Point placement rows:
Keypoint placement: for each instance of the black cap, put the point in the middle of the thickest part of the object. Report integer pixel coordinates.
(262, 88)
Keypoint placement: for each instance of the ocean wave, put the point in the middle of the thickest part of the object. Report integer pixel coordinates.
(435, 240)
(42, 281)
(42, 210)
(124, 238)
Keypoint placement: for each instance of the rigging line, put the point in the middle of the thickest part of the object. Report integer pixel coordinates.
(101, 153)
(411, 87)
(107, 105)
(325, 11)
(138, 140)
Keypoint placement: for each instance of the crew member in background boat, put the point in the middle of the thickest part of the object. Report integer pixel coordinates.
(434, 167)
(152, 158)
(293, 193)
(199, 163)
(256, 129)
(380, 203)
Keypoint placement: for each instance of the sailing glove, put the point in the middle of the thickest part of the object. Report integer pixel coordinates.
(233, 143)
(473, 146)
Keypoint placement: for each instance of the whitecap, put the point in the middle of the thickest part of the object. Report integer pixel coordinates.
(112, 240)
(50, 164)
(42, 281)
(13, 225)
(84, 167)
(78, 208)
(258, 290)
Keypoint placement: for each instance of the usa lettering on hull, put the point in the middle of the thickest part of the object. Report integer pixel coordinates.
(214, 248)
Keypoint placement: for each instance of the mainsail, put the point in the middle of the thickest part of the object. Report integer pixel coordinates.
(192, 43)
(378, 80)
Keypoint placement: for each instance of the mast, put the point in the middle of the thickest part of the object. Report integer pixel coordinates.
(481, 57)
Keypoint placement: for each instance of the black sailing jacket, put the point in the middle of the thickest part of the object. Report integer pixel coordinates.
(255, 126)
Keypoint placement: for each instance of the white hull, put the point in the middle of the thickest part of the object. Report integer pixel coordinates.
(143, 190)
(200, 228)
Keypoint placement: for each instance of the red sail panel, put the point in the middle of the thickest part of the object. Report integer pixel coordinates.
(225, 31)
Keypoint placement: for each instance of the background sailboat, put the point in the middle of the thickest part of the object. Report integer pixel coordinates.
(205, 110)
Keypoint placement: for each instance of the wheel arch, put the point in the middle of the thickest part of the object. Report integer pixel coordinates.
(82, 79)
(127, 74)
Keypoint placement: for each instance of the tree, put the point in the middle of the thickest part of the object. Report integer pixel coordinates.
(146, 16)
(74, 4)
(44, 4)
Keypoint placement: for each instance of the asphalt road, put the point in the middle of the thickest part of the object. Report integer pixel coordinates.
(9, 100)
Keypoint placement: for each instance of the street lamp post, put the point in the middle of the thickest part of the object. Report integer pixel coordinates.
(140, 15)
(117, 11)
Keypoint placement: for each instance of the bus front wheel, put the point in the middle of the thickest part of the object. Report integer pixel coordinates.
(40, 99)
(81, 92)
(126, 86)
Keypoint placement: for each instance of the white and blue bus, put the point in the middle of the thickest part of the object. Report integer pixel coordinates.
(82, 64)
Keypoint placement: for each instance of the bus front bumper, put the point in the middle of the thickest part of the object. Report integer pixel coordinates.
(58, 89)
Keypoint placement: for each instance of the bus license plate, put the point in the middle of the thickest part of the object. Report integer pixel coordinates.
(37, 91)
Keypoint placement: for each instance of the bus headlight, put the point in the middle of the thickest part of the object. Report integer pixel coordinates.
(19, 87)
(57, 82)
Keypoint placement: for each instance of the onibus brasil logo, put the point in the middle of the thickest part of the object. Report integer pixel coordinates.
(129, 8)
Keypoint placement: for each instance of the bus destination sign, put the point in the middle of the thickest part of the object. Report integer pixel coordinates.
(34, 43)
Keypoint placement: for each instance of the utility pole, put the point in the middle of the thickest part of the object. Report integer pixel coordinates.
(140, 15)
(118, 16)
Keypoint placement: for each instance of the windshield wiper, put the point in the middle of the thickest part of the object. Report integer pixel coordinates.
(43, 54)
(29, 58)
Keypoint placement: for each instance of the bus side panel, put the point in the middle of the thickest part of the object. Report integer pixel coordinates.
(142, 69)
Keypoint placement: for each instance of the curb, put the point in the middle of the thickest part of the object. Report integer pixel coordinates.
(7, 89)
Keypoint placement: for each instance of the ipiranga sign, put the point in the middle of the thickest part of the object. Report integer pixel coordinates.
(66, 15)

## [TASK GOAL]
Please convert the rows above into a two-column CSV with the headers instruction and points, one line per request. Put the request text and its full answer each in a single quoted field, replacing line breaks with spaces, and cover every row.

## [ANSWER FOR THE TASK]
instruction,points
"Keypoint placement: for each instance of the black cap, put the point in the middle of the thickest part of the object. Report integer pixel coordinates.","(262, 88)"
"Keypoint placement: for each instance of the ocean wave, put the point in the middle of the thickest part of the object. Report integer pixel coordinates.","(435, 240) (42, 281) (42, 210) (124, 238)"
"Keypoint placement: for each instance of the rigging line, put the point in the middle of the thickest part of the object. Report integer pixel coordinates.","(101, 153) (411, 87) (107, 105) (325, 11) (138, 140)"
"Keypoint placement: for each instance of the crew member in background boat, put the point in the middle of the thickest part of the object. Report integer pixel coordinates.","(434, 167) (152, 158) (293, 193) (199, 163) (256, 129) (380, 203)"
"Keypoint placement: for each instance of the sailing glove, put the point in the middle of the thickest part of the object. Report integer pixel coordinates.","(233, 143) (473, 146)"
"Keypoint placement: for each instance of the whitecap, put the point in the middle of the thickest part of the object. Report integer pixel coordinates.","(112, 240) (50, 164) (42, 281) (13, 225) (84, 167) (78, 208) (258, 290)"
"Keypoint placement: for each instance of the usa lettering on hull, put the point in the middle of the thickest part of the object. Report integer pixel coordinates.","(214, 248)"
"Keypoint placement: for each instance of the mainsail, put the point in the middle of the thickest part of the object. Report integer pixel coordinates.","(192, 43) (378, 80)"
"Keypoint placement: for each instance of the mast, put the point in the middle of the thickest part of the object. Report integer pixel coordinates.","(481, 57)"
"Keypoint placement: for each instance of the black sailing jacket, put the point in the middle of the thickest part of the object. Report integer pixel coordinates.","(255, 126)"
"Keypoint placement: for each instance of the white hull, put the point in the middle of the thickest part of the object. Report integer pixel coordinates.","(143, 190) (200, 228)"
"Keypoint placement: for each instance of the red sail panel, put the point in the middle of the thickest part of the object. Report integer pixel coordinates.","(225, 31)"
"Keypoint placement: for each instance of the background sailboat, put the point in the middle of the thickest part of the object. Report integer pixel coordinates.","(205, 110)"
"Keypoint placement: for each instance of the wheel arch, put the point in the middle of the thickest part of the object. Report integer pixel coordinates.","(82, 79) (127, 74)"
"Keypoint placement: for each instance of the tree, put the point in the middle of the thickest part of the object. Report integer pixel coordinates.","(146, 16) (74, 4) (44, 4)"
"Keypoint placement: for each instance of the asphalt road, put the point in the middle of the thickest part of the object. Report integer pixel coordinates.","(9, 100)"
"Keypoint placement: for each instance of the street lamp post, put the point in the middle of the thickest part of the object. Report integer pixel coordinates.","(140, 15) (117, 11)"
"Keypoint placement: for each instance of the bus front wheel, put the point in the middle of the thickest part of the object. Report integer pixel coordinates.","(40, 99) (81, 92) (126, 86)"
"Keypoint placement: for each instance of the white and blue bus, put the point in the middle of the thickest part of the object. Report integer pixel coordinates.","(82, 64)"
"Keypoint placement: for each instance of the bus front bumper, put the point in the middle of the thickest part of the object. Report integer pixel coordinates.","(58, 89)"
"Keypoint placement: for each instance of the bus license plate, put the point in the middle of the thickest part of the object. Report integer pixel coordinates.","(37, 91)"
"Keypoint placement: for each instance of the bus headlight, put the point in the middle of the thickest part of the object. Report integer pixel coordinates.","(19, 87) (57, 82)"
"Keypoint placement: for each instance of the onibus brasil logo, put the point in the middle of the thickest part of the object. Report integer pixel coordinates.","(129, 8)"
"Keypoint placement: for each instance of the bus destination sign, put the point in the middle of the thickest part of the object. Report integer pixel coordinates.","(34, 43)"
"Keypoint placement: for each instance of the utility pole, put the point in the middle of the thickest part of the object. Report integer pixel coordinates.","(140, 15) (118, 16)"
"Keypoint placement: for each instance of the windshield wiper, put the point in the middle of the thickest part of the object. Report integer pixel coordinates.","(43, 54) (29, 58)"
"Keypoint placement: for each instance of the bus side panel, put the point in the middle of the thickest part of the object. Report integer pixel coordinates.","(142, 69)"
"Keypoint placement: for each instance of the curb, put the point in the middle of the thickest part of the object. Report integer pixel coordinates.","(7, 89)"
"Keypoint placement: for each instance of the ipiranga sign, put the point in the middle of the thickest part of the object. Report integer pixel coordinates.","(66, 15)"